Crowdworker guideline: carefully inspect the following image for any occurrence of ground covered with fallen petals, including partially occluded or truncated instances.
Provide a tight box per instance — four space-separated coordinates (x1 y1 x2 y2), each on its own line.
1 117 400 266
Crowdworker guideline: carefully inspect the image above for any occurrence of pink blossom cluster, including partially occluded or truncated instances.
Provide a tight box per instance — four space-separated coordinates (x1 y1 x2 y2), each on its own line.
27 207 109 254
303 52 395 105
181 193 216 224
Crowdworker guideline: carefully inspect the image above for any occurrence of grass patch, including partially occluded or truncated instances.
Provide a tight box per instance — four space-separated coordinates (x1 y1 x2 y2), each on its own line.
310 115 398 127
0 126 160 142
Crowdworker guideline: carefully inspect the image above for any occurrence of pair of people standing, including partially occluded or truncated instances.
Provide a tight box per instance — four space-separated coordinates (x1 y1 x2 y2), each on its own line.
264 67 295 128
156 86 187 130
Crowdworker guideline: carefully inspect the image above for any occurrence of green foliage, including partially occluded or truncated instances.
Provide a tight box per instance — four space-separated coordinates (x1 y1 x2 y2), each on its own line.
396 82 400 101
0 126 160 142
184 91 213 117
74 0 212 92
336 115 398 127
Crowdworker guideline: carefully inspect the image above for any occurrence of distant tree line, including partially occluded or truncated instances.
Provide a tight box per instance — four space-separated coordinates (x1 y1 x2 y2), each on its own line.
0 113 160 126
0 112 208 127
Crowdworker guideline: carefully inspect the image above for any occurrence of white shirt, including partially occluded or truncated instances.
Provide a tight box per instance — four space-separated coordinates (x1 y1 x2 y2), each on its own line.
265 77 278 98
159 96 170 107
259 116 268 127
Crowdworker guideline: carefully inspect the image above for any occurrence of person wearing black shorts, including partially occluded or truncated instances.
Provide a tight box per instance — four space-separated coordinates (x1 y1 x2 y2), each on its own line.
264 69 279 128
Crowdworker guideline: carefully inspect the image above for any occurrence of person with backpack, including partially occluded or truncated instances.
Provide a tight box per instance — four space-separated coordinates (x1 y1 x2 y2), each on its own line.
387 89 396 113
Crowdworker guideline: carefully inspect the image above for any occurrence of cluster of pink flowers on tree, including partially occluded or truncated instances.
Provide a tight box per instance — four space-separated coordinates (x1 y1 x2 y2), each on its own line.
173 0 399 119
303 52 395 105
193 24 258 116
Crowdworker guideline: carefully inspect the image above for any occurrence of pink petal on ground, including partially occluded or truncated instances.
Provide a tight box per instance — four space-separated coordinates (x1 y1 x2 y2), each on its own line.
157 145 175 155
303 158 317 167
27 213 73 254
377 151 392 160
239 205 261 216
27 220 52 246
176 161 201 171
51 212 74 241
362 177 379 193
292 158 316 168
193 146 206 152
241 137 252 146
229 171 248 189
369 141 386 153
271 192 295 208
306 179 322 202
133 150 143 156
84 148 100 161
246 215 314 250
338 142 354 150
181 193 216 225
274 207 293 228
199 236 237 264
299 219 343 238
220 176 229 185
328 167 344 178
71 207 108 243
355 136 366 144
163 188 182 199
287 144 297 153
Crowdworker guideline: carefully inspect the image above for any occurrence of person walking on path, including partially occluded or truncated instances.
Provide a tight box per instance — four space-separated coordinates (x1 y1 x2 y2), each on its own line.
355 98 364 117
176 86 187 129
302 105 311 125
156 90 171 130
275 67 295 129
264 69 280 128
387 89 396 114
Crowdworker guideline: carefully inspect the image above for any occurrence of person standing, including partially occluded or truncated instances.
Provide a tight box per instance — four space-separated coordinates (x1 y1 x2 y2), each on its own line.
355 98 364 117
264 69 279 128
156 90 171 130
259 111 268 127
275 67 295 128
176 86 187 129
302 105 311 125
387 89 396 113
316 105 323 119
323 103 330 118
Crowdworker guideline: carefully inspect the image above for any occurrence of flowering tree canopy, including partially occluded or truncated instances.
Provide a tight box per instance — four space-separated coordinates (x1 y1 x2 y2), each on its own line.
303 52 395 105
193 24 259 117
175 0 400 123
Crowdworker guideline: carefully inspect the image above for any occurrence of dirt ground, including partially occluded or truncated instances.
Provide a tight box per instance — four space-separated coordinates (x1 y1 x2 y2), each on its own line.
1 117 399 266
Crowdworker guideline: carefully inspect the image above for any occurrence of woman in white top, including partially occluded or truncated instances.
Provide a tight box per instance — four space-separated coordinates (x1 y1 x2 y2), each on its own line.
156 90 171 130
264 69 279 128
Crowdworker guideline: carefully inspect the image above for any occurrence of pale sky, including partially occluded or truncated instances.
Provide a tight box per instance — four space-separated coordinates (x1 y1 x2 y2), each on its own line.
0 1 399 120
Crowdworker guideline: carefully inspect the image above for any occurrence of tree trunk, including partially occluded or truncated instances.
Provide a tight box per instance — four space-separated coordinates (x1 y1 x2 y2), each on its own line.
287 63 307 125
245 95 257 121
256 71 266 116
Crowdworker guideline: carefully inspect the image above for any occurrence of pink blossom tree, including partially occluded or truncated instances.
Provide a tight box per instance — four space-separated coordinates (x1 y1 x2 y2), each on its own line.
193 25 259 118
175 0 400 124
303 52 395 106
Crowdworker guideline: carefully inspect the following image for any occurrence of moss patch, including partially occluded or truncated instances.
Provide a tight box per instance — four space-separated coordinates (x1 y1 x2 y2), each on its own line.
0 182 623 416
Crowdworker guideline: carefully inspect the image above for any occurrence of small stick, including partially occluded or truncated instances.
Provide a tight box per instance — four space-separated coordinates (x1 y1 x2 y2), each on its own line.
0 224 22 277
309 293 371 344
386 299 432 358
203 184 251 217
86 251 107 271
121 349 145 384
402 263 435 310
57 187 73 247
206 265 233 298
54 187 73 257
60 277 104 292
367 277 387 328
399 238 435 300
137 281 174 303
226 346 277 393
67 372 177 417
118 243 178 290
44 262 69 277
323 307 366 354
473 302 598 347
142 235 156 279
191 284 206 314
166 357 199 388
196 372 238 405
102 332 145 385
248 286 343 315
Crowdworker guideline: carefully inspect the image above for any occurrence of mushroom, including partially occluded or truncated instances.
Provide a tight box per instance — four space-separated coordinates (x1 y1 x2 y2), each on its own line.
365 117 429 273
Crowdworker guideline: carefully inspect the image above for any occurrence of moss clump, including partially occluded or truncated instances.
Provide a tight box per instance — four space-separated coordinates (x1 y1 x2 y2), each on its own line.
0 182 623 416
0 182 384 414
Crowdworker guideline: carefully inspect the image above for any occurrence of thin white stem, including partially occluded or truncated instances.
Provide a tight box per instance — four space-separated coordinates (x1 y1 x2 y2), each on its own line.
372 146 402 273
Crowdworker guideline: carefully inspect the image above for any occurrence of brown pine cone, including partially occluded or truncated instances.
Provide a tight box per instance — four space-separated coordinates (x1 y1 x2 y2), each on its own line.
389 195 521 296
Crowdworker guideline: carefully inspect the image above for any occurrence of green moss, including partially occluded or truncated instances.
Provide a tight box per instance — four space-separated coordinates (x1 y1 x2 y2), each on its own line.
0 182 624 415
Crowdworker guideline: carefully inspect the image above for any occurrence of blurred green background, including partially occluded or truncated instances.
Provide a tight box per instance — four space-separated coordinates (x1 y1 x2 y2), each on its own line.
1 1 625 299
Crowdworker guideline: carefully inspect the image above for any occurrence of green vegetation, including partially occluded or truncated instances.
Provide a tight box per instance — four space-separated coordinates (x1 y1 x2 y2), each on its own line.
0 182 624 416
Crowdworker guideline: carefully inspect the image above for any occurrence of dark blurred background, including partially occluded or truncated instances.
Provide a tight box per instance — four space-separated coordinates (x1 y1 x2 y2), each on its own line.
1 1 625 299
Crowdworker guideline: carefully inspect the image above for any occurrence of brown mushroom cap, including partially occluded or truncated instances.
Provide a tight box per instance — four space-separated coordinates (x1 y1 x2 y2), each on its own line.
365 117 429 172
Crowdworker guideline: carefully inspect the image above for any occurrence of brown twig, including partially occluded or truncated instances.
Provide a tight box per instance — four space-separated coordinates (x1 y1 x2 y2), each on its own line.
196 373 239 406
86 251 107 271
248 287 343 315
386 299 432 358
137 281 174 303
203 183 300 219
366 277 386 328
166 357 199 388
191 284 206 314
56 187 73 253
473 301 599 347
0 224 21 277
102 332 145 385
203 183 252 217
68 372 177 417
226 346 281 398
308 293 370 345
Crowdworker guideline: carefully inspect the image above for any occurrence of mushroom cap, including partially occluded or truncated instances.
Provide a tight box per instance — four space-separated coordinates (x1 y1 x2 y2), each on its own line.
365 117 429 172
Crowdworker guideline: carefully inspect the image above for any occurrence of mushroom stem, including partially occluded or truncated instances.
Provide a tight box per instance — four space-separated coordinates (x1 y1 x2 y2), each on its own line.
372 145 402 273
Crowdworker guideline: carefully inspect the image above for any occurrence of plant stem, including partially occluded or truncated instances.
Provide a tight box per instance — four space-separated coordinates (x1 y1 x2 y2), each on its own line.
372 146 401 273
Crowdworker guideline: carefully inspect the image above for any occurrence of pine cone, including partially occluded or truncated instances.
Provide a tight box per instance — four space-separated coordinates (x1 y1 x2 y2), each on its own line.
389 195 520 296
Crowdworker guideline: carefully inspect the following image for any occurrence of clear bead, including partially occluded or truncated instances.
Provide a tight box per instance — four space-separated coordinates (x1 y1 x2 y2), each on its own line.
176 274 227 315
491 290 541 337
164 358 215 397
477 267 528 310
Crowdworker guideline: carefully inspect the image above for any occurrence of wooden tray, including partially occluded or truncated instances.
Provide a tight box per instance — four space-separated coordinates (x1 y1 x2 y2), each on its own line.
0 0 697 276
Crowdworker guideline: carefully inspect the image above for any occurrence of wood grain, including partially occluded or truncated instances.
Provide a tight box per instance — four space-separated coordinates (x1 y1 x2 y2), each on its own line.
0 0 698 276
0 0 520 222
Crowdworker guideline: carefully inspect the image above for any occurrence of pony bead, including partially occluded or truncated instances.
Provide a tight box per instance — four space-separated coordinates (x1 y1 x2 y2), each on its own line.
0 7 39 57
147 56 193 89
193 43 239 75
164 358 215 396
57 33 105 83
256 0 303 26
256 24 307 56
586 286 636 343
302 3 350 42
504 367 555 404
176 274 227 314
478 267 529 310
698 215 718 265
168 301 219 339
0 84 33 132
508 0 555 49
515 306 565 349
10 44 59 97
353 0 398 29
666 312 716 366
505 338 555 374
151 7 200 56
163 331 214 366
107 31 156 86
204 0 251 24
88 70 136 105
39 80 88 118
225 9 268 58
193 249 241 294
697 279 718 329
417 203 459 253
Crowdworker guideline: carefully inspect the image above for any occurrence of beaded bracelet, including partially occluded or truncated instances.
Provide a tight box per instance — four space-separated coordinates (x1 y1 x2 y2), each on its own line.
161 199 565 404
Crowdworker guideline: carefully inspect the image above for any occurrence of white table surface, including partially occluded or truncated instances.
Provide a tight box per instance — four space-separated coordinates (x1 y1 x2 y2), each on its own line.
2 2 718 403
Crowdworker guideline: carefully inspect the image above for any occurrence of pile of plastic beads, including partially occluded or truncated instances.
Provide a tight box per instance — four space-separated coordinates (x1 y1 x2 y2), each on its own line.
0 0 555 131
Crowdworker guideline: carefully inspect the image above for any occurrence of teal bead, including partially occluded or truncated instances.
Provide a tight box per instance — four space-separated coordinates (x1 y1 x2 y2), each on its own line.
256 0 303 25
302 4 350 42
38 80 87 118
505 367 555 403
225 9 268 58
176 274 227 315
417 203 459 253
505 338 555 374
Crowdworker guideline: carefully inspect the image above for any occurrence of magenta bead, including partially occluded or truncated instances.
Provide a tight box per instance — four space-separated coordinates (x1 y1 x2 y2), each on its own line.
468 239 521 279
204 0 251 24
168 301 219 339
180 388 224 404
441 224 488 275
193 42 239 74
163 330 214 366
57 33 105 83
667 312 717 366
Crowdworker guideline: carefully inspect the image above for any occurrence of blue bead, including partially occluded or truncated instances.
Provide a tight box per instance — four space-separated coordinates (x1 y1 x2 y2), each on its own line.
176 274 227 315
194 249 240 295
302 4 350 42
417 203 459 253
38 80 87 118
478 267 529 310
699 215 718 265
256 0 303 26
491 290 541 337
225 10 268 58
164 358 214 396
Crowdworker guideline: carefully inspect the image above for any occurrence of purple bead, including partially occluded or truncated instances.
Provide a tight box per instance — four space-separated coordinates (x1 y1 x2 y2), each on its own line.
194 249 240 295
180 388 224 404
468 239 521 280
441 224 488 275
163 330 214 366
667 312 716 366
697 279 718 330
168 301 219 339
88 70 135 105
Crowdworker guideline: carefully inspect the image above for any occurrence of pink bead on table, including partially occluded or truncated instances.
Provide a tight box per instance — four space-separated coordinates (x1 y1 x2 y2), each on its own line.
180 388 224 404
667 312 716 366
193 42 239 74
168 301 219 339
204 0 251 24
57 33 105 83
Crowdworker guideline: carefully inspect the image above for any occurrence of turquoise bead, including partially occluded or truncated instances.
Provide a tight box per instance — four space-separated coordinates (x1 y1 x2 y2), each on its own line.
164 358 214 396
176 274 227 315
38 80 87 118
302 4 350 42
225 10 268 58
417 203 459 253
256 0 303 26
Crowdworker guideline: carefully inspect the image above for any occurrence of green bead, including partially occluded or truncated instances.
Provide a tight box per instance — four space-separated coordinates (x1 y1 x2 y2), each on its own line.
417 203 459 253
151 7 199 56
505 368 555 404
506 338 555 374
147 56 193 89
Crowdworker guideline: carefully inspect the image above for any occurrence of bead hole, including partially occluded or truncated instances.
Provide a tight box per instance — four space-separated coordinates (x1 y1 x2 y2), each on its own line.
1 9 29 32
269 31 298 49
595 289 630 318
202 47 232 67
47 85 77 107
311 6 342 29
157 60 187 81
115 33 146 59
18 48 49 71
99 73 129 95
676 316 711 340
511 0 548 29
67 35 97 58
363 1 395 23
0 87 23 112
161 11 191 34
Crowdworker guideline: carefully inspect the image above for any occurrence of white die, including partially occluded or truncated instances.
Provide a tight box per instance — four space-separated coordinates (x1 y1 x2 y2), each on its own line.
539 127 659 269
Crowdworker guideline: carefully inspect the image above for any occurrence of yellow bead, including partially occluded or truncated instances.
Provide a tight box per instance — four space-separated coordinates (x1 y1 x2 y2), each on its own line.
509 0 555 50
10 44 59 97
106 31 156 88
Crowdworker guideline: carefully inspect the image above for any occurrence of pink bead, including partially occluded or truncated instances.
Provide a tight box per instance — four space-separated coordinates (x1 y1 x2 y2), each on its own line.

————————

- TRY IT -
Answer with the count alone: how many lines in the data above have "patch" in them?

- EXERCISE OUTPUT -
2